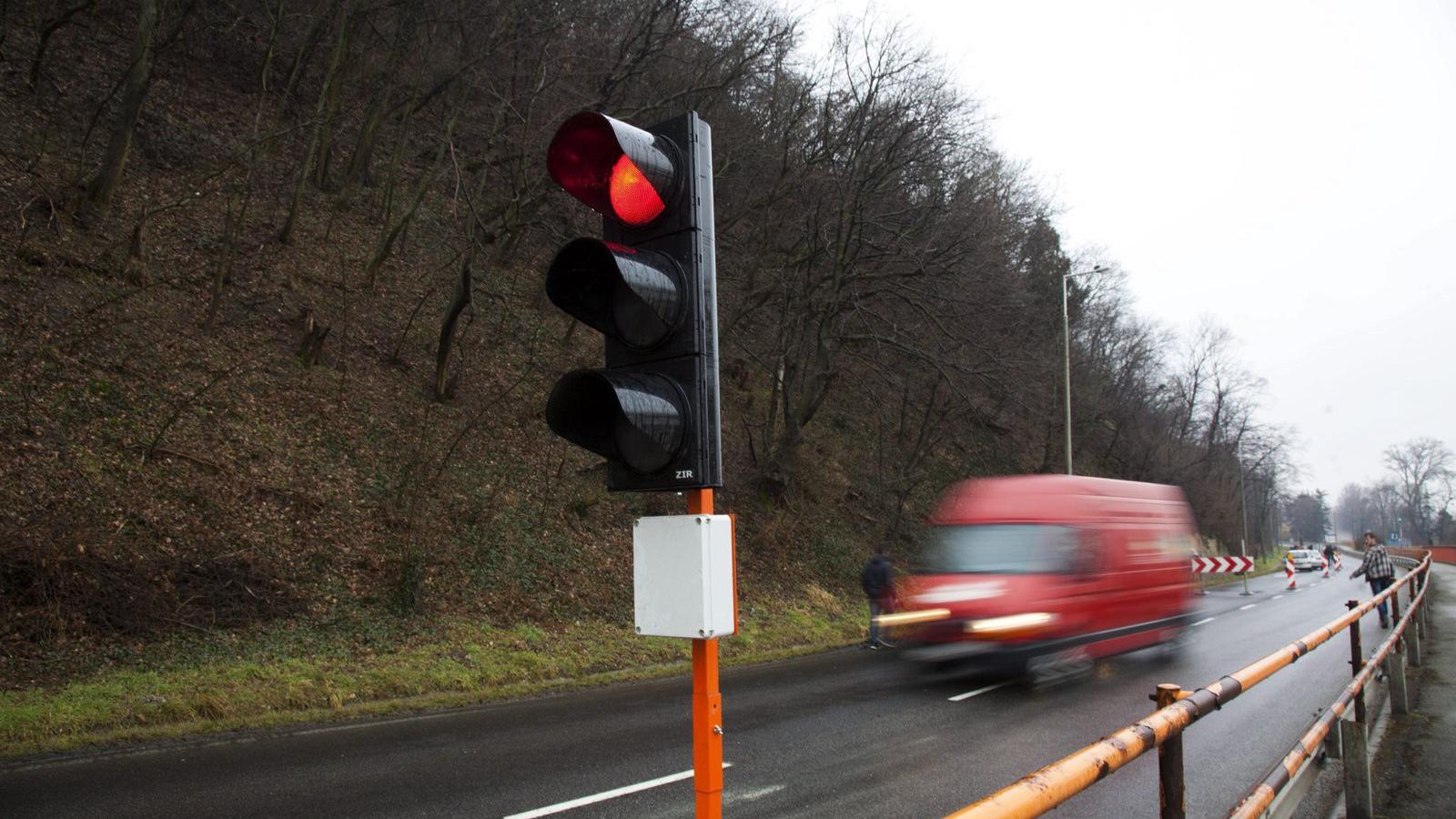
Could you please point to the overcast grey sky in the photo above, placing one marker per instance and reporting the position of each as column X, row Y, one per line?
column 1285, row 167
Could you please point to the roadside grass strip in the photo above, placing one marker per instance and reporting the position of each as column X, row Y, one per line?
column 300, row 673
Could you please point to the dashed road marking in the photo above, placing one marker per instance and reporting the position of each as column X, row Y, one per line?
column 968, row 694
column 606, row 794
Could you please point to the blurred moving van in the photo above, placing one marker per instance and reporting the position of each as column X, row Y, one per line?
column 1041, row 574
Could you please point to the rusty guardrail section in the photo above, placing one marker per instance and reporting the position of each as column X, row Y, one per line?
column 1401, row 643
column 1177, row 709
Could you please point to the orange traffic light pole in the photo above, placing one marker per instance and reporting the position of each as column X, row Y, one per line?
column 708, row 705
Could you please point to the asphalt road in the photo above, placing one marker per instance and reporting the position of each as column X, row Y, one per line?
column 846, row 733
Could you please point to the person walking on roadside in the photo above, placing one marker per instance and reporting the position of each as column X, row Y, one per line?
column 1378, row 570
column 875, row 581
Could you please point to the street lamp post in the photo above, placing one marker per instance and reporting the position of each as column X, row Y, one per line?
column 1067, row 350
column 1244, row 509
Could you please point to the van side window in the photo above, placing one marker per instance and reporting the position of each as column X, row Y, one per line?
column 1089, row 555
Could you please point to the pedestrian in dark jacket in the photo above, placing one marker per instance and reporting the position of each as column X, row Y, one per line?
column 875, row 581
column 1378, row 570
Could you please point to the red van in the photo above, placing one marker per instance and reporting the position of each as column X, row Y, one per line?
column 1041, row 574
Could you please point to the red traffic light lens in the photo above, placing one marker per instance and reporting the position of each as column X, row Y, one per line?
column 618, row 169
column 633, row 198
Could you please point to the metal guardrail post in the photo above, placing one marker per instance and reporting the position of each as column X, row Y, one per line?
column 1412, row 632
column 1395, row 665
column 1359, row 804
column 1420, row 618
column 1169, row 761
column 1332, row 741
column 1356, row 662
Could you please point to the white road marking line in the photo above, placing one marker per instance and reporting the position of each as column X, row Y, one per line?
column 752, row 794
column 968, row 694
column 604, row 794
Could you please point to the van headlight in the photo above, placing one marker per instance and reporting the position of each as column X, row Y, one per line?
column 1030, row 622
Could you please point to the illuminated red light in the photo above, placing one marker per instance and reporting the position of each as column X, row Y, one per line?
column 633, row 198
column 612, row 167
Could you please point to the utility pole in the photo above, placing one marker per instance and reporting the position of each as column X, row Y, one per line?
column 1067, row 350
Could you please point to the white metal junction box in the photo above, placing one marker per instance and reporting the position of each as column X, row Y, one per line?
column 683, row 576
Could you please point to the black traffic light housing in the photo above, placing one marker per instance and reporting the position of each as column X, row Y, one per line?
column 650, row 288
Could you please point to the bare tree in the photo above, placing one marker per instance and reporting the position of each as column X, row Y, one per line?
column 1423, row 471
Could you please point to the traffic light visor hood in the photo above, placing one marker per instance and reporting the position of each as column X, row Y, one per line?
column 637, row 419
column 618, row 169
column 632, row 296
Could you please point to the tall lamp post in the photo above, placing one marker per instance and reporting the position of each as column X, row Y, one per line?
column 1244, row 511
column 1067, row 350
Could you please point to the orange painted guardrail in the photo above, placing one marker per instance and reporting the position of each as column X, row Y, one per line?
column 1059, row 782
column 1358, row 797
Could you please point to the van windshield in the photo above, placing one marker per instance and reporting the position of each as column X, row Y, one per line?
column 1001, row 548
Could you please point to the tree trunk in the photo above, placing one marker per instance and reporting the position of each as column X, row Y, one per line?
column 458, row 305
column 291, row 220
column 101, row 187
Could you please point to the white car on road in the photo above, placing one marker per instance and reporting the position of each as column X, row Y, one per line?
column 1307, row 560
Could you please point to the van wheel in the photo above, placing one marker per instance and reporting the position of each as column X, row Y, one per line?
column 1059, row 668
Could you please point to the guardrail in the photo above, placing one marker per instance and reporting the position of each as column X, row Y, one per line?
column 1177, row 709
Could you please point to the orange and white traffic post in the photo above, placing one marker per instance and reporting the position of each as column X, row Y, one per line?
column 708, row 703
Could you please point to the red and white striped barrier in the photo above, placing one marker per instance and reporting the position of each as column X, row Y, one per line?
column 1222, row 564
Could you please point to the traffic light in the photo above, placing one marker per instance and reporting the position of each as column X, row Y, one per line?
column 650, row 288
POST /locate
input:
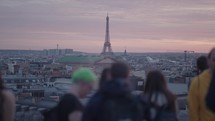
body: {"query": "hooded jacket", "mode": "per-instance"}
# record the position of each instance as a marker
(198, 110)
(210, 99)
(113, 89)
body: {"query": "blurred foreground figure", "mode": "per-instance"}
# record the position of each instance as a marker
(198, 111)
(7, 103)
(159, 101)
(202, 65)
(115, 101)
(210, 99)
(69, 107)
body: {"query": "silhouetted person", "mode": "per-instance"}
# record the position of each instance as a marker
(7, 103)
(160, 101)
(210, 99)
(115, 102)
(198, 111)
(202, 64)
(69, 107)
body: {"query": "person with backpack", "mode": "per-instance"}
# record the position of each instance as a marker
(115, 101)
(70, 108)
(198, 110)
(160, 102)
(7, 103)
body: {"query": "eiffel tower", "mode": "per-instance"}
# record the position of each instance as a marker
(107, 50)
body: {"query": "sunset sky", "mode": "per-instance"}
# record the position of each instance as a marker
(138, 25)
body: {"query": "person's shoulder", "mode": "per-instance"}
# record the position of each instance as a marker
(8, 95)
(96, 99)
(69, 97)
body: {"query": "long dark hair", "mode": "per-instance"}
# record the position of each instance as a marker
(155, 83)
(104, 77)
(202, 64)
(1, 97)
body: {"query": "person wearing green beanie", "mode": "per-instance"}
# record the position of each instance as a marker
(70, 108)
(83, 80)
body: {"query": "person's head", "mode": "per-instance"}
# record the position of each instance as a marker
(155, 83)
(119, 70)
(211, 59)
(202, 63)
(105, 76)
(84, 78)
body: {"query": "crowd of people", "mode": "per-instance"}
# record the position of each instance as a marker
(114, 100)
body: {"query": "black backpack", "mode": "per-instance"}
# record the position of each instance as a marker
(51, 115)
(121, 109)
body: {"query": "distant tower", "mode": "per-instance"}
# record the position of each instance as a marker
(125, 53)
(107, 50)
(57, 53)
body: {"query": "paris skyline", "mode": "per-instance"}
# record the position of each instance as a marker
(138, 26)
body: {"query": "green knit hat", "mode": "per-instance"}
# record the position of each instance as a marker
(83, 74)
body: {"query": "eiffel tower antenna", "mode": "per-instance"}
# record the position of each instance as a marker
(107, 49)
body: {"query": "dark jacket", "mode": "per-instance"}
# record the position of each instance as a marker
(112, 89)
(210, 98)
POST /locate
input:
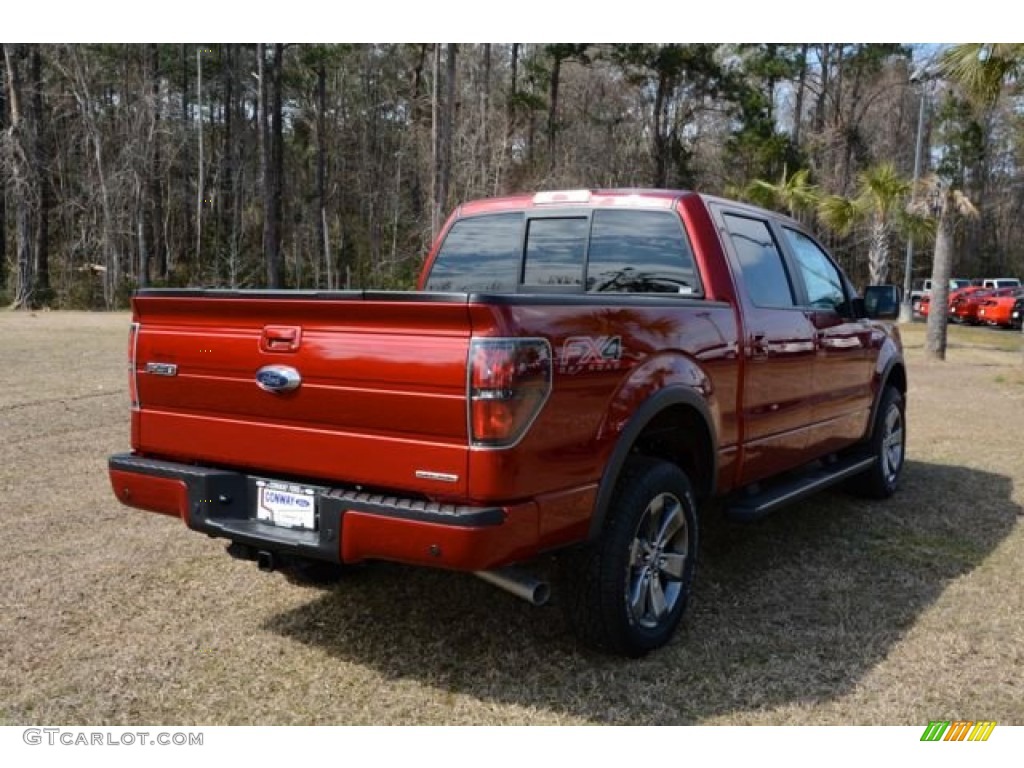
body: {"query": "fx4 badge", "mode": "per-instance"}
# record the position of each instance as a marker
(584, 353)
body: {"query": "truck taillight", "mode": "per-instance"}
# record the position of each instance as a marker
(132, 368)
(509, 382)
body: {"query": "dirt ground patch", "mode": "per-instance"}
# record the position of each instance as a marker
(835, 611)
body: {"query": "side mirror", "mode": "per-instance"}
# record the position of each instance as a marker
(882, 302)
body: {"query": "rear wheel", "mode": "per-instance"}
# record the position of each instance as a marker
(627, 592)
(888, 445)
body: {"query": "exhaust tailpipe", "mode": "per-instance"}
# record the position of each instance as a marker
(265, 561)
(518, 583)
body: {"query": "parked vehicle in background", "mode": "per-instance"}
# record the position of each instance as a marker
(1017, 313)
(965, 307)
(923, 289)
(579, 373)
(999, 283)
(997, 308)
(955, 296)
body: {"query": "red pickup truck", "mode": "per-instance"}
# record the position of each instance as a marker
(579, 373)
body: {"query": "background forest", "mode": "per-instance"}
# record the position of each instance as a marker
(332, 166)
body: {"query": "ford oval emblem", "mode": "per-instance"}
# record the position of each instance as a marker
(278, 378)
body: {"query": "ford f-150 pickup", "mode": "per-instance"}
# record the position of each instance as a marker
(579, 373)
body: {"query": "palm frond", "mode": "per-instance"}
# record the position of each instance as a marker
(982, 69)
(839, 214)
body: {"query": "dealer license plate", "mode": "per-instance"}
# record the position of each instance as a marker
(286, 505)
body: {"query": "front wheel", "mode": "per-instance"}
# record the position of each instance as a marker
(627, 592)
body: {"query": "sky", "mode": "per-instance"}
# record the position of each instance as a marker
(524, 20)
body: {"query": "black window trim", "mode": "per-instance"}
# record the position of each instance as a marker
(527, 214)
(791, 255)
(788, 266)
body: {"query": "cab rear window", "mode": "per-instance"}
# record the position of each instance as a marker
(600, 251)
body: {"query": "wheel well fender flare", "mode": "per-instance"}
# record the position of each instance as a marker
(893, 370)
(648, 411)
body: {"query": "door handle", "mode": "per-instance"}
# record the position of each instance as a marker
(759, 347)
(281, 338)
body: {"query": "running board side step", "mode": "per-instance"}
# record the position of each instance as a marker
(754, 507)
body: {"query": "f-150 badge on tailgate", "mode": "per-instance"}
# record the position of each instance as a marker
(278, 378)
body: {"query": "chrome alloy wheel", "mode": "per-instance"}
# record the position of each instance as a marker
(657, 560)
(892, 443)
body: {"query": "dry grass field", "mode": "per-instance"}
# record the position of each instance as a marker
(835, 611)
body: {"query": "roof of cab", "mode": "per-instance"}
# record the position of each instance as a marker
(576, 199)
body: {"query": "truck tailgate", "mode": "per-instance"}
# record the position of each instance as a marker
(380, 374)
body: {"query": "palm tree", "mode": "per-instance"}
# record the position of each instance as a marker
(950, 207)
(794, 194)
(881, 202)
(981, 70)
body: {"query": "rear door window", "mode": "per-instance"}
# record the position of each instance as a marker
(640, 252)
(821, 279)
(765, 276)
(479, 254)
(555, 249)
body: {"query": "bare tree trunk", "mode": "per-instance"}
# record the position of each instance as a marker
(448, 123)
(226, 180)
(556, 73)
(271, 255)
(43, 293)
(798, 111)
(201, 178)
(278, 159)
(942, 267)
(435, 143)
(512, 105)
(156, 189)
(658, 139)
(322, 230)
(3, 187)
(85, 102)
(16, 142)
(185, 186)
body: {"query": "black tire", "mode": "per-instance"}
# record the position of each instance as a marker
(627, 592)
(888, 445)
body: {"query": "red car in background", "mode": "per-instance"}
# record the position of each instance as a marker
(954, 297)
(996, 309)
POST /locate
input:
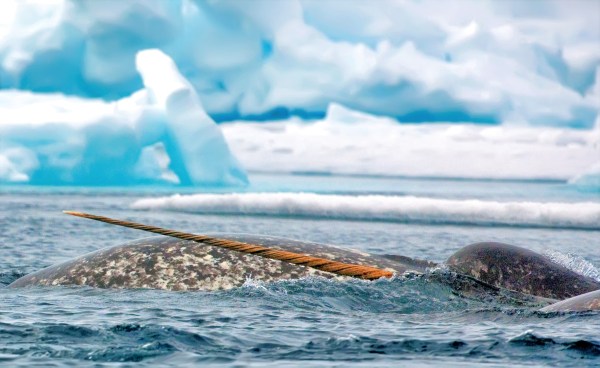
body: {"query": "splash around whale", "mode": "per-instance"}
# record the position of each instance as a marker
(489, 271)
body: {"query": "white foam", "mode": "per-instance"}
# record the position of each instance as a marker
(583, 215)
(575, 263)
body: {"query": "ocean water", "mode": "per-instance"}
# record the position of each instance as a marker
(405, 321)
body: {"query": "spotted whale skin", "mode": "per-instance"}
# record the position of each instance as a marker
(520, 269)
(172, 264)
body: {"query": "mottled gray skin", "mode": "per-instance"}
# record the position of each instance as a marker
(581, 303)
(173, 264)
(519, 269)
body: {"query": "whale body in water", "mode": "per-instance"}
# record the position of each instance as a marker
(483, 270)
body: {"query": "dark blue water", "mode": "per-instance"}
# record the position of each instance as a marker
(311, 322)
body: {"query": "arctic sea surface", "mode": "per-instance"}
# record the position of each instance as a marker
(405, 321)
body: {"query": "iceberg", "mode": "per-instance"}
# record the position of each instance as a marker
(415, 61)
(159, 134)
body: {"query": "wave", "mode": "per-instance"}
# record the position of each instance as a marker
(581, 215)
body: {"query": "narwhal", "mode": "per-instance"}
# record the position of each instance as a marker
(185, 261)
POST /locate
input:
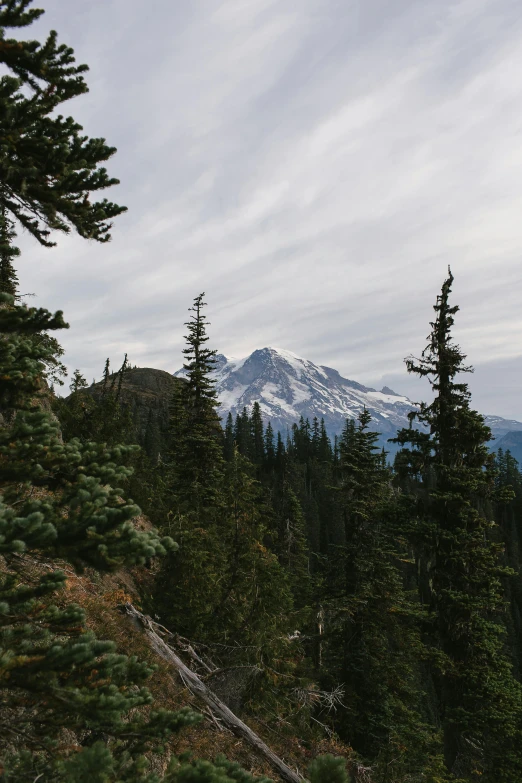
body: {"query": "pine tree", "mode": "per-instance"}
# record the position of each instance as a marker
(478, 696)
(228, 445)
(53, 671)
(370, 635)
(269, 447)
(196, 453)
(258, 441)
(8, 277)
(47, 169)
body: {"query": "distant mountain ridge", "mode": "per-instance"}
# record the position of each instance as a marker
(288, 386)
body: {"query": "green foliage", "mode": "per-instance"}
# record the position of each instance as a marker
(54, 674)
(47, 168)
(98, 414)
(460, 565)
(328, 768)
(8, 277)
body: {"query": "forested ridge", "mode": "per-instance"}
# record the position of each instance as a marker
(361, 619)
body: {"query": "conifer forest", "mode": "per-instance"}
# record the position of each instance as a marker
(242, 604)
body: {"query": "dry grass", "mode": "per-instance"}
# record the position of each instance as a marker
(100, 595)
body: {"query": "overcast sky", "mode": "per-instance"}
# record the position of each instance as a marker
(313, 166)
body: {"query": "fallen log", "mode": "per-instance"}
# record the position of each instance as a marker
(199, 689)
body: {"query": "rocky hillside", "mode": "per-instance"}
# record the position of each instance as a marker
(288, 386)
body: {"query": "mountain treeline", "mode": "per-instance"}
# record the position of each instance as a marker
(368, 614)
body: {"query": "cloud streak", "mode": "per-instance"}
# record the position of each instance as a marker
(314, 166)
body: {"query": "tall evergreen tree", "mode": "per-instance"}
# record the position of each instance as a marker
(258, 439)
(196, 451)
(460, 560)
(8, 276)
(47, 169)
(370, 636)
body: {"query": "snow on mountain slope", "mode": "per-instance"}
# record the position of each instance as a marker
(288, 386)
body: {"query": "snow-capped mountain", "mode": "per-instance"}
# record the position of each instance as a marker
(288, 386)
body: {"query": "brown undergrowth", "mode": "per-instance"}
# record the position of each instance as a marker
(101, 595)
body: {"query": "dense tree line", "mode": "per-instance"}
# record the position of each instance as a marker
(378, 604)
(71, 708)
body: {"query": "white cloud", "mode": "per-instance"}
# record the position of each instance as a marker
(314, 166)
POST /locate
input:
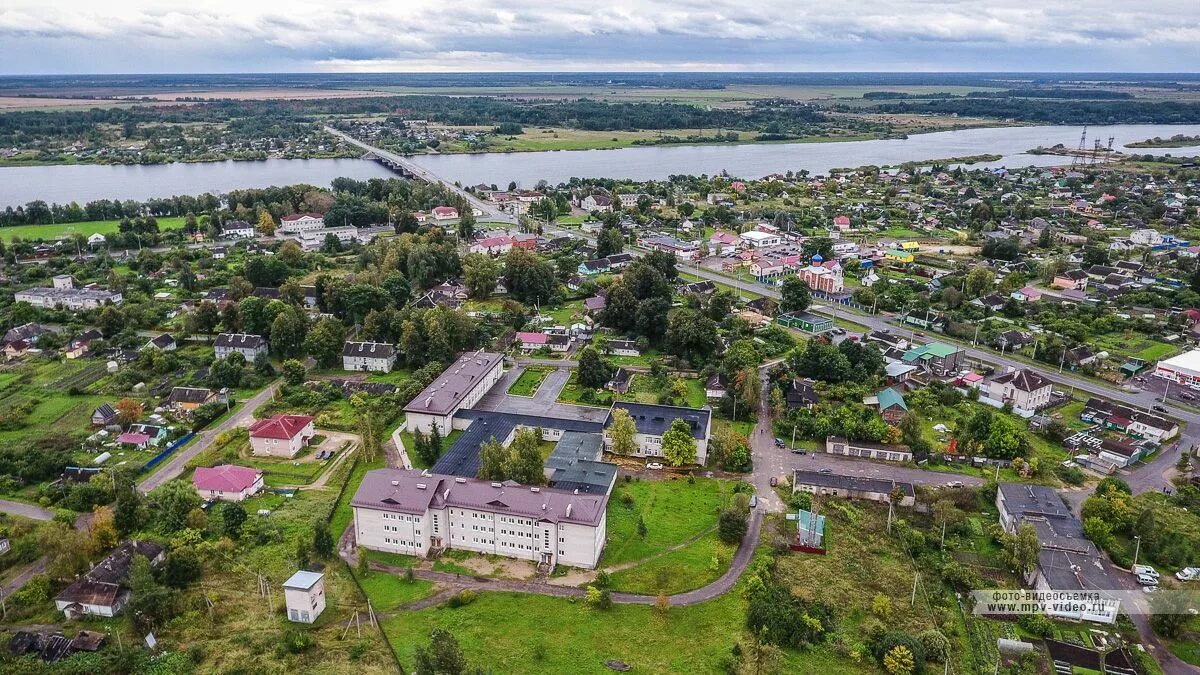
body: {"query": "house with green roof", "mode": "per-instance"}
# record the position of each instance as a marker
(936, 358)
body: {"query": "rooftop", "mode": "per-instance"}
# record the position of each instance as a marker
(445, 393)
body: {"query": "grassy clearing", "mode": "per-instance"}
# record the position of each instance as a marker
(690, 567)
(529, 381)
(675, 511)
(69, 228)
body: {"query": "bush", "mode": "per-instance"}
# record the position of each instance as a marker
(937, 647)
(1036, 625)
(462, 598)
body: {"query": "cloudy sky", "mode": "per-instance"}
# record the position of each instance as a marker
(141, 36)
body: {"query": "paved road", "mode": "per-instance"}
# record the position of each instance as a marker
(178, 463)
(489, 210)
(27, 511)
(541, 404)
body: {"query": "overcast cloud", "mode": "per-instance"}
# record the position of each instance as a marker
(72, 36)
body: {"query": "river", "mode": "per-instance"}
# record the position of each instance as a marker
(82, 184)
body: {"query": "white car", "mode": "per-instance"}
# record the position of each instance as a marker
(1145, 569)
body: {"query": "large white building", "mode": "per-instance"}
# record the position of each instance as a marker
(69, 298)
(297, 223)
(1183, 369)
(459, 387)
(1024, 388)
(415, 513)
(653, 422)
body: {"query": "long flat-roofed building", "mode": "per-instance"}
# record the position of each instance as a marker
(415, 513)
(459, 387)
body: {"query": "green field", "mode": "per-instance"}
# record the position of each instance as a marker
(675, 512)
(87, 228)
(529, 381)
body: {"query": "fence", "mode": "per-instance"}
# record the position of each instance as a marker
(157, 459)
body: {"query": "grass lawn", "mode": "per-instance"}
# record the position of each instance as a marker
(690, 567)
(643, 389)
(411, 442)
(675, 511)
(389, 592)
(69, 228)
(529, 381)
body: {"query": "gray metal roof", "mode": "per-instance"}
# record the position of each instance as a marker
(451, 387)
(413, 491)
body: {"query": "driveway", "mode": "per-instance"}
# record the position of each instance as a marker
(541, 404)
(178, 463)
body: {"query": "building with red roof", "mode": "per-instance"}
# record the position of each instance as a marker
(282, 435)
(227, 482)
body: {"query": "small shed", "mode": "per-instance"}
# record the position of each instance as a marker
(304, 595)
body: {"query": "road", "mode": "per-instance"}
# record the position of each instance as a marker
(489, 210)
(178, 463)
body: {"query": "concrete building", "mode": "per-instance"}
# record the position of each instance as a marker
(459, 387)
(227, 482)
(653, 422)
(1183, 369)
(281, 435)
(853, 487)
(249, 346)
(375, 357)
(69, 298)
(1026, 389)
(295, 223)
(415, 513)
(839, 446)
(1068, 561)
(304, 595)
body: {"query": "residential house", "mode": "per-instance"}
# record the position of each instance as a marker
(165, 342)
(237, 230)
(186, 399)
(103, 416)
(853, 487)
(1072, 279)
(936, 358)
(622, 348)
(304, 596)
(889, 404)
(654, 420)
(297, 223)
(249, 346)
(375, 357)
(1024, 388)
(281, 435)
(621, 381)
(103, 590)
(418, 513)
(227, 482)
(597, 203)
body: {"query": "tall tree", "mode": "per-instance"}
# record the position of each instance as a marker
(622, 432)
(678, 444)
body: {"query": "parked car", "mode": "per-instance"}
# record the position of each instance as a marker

════════

How to complete this task = Only the number is wanted: how many lines in the data include the word "rear"?

Solution = 3